■ SET PROBLEM
Reproduce these lines with no changes, from the first to the last.

A section of a data file
__________
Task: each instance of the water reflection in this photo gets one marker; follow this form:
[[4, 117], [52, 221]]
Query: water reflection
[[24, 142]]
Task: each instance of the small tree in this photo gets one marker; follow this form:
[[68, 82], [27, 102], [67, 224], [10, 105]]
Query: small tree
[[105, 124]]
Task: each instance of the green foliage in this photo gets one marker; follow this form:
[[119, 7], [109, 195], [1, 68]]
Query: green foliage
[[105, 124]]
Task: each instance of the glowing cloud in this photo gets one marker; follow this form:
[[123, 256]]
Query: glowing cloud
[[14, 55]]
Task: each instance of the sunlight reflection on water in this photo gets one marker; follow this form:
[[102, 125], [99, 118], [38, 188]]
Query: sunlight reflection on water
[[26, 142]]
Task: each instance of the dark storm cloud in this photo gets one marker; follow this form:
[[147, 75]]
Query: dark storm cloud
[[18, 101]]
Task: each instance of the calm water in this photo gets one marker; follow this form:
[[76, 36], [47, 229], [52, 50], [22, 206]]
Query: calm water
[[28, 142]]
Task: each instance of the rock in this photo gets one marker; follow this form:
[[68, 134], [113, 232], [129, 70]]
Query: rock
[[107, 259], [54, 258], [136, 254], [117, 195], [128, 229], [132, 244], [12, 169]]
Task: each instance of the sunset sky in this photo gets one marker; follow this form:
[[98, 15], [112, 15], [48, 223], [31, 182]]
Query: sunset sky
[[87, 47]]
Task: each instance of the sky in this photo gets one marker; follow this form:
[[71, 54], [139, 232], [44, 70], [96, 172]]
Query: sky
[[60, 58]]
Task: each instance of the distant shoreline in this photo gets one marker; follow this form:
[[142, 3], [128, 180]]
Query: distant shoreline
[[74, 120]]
__________
■ OUTPUT OF THE EXERCISE
Task: each instance of the water reflection in this photo gets one marker; follow this form:
[[4, 117], [52, 221]]
Query: water reflection
[[24, 142]]
Task: each instance of the small tree in this photo gets one marker; follow this form:
[[68, 82], [27, 102], [67, 224], [10, 105]]
Query: small tree
[[105, 124]]
Task: each instance of the green foliage in this photo gets one marker; follow this form:
[[119, 7], [109, 195], [1, 68]]
Query: green foliage
[[105, 124]]
Task: each instance of the glowing cloud in this photo gets one marker; follow this form:
[[123, 256]]
Query: glowing cloud
[[14, 55]]
Task: each instance of the sunlight reflection on water in this photo gets one marker; follow this form:
[[102, 125], [99, 118], [38, 188]]
Query: sunlight reflection on water
[[26, 142]]
Task: each instance of the dark storm cloud in this photo gets one marker; follow this form:
[[147, 75]]
Query: dark storm cloud
[[18, 101]]
Task: each instance of the calm water in this photo gets one marker; follow this form:
[[76, 36], [47, 229], [52, 50], [22, 206]]
Query: calm water
[[28, 142]]
Task: each instance of the rock in this photo gets one marker; follow this form:
[[68, 134], [113, 232], [129, 70]]
Query: rock
[[107, 259], [54, 258], [136, 254], [117, 195], [128, 229], [132, 244], [12, 169]]
Task: each instance of the sunset sky in this photo gets one marker; follow this form:
[[98, 15], [112, 15], [48, 223], [31, 182]]
Query: sunset sky
[[87, 47]]
Task: each instance of the sky in this photo gets one marker; follow this form:
[[71, 54], [139, 232], [44, 70], [96, 172]]
Query: sky
[[60, 58]]
Task: each instance of the distant shoreline in this photo gets one marker; follow this form:
[[142, 3], [128, 180]]
Query: distant shoreline
[[74, 120]]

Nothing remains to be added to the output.